What you need to do:
Please quote exactly the opening lines of the data, from the first line to the one where "--detect tree --format json_objects" appears.

*** Records for processing ***

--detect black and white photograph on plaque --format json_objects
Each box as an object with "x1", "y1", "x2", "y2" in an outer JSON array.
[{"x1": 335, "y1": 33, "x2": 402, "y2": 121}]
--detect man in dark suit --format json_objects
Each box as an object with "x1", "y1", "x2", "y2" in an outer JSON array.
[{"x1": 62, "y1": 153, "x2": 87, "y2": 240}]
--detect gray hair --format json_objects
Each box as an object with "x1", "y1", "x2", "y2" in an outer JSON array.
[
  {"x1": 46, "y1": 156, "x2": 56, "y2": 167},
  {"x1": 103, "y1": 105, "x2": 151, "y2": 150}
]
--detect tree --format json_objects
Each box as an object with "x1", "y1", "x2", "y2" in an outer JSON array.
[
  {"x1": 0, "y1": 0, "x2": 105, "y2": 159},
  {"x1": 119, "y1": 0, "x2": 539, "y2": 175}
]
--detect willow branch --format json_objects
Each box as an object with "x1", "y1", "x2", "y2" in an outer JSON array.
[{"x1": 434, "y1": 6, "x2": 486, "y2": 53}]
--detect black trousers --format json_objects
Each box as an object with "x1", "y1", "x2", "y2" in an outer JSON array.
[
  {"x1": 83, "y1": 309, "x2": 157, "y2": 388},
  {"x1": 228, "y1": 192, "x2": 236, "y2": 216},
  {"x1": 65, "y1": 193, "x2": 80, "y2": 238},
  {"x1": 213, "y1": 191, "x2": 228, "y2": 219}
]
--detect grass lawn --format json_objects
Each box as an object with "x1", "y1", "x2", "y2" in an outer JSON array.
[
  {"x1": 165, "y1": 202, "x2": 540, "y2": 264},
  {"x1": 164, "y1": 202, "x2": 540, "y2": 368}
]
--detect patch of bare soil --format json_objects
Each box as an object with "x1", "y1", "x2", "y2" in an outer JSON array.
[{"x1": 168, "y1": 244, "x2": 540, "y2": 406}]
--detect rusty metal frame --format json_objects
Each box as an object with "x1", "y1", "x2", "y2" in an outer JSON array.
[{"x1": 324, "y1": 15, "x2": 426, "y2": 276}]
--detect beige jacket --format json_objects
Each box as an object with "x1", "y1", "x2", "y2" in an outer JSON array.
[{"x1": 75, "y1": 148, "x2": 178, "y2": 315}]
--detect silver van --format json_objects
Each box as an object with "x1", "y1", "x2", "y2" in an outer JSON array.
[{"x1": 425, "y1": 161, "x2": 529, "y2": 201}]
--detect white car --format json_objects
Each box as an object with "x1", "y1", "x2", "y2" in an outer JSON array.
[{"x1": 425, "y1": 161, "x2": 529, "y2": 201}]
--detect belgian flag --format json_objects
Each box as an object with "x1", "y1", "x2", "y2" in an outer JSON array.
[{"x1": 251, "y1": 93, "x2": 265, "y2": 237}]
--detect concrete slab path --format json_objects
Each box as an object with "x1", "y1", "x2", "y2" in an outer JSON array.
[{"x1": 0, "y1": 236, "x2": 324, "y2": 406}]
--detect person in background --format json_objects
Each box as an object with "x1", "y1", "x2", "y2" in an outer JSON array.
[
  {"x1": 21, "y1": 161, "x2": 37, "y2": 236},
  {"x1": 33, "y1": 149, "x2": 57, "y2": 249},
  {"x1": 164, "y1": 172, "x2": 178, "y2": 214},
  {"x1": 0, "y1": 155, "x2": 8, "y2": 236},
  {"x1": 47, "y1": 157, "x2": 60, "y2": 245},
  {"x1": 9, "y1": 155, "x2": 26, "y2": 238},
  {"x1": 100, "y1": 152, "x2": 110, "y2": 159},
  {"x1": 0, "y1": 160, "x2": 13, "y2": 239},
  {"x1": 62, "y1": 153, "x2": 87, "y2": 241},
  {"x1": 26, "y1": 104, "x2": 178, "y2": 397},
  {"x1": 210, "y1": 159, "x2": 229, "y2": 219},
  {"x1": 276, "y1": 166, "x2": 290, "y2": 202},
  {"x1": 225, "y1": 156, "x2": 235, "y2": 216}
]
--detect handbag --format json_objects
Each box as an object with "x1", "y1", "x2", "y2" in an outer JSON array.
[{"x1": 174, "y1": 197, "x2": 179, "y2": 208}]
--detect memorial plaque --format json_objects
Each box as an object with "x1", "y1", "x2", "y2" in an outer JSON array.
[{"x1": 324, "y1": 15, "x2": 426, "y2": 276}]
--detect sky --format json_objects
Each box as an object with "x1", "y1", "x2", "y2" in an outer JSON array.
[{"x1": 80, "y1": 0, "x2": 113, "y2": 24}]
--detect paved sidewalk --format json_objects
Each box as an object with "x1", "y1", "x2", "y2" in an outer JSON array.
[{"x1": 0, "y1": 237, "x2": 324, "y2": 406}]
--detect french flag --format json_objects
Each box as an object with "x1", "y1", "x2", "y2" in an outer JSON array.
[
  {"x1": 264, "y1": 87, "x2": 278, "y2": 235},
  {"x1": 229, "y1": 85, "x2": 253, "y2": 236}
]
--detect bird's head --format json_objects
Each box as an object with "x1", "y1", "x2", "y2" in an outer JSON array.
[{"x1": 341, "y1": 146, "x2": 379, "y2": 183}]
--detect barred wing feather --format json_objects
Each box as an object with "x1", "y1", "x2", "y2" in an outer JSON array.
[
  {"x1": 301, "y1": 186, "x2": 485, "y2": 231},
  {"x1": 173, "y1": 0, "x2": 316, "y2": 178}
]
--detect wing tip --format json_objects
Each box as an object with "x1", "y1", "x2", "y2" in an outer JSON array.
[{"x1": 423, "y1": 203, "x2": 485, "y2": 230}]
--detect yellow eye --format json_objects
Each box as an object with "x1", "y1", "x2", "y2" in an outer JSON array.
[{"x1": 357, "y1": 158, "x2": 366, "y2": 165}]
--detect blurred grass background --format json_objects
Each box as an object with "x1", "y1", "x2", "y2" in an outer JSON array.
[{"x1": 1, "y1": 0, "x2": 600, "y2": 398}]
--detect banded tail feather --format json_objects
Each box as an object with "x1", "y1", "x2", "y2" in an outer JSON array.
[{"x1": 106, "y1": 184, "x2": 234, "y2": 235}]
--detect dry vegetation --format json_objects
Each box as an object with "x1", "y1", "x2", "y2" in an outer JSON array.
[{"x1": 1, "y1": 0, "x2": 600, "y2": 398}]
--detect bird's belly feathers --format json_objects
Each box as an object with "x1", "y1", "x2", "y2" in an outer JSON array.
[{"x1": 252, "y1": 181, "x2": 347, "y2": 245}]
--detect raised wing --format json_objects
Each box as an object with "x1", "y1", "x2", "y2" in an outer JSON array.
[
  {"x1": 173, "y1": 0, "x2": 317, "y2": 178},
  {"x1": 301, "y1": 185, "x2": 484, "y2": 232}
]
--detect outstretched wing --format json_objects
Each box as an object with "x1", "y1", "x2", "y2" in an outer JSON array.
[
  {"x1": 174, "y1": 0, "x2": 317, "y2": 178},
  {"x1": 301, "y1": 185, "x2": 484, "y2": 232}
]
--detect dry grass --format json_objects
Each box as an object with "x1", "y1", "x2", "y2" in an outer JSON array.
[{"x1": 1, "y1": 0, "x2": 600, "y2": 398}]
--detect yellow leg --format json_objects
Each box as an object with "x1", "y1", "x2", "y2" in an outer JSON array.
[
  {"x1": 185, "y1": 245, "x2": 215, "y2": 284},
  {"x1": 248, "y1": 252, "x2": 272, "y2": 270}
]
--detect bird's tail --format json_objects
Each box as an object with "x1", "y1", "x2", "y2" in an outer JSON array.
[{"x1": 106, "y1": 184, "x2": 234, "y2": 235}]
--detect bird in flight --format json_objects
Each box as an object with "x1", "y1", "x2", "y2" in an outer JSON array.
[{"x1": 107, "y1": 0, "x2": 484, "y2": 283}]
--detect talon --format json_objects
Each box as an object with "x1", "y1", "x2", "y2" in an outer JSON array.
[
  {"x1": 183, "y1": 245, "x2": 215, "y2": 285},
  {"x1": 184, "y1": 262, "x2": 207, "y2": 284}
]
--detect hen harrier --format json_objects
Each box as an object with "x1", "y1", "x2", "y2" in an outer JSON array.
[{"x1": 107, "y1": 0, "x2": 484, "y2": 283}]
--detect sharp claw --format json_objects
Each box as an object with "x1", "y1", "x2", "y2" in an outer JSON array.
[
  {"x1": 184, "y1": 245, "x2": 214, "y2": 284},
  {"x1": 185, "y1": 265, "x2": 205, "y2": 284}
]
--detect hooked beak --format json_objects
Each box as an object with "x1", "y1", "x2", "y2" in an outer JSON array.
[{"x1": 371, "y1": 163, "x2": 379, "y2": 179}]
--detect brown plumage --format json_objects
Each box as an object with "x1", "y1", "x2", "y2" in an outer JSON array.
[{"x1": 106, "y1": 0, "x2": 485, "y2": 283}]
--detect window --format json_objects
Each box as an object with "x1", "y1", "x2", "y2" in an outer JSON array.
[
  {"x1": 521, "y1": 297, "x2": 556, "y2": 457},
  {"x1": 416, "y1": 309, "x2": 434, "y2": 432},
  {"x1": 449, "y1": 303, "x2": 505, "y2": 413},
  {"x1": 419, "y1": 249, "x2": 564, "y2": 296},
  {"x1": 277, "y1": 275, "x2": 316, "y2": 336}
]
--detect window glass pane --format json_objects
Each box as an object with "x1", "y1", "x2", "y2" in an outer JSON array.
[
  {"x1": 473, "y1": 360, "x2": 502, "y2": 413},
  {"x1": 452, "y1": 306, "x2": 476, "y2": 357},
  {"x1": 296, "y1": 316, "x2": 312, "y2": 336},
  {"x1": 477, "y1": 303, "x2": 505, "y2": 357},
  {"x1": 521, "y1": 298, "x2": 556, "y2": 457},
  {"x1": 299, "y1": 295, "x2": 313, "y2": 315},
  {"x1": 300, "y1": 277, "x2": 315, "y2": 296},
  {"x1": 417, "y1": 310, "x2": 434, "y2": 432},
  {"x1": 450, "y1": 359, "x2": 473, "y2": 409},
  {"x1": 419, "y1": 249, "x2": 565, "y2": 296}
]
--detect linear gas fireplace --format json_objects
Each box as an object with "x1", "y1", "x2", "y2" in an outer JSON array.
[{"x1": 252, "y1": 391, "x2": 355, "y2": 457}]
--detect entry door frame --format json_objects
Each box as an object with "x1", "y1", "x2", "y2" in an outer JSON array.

*** End of Records for processing ***

Solution:
--detect black and white photograph on plaque --format json_objects
Each box as an object with "x1", "y1", "x2", "y2" in an outer JSON array.
[{"x1": 335, "y1": 33, "x2": 402, "y2": 121}]
--detect man in dark suit --format json_objects
Each box as an object with "x1", "y1", "x2", "y2" in an outer JSON array.
[{"x1": 62, "y1": 153, "x2": 87, "y2": 240}]
--detect gray hair --format json_objects
Each box as an object with "x1", "y1", "x2", "y2" in an outer JSON array.
[
  {"x1": 46, "y1": 156, "x2": 56, "y2": 167},
  {"x1": 103, "y1": 105, "x2": 151, "y2": 150}
]
--detect tree --format json_objects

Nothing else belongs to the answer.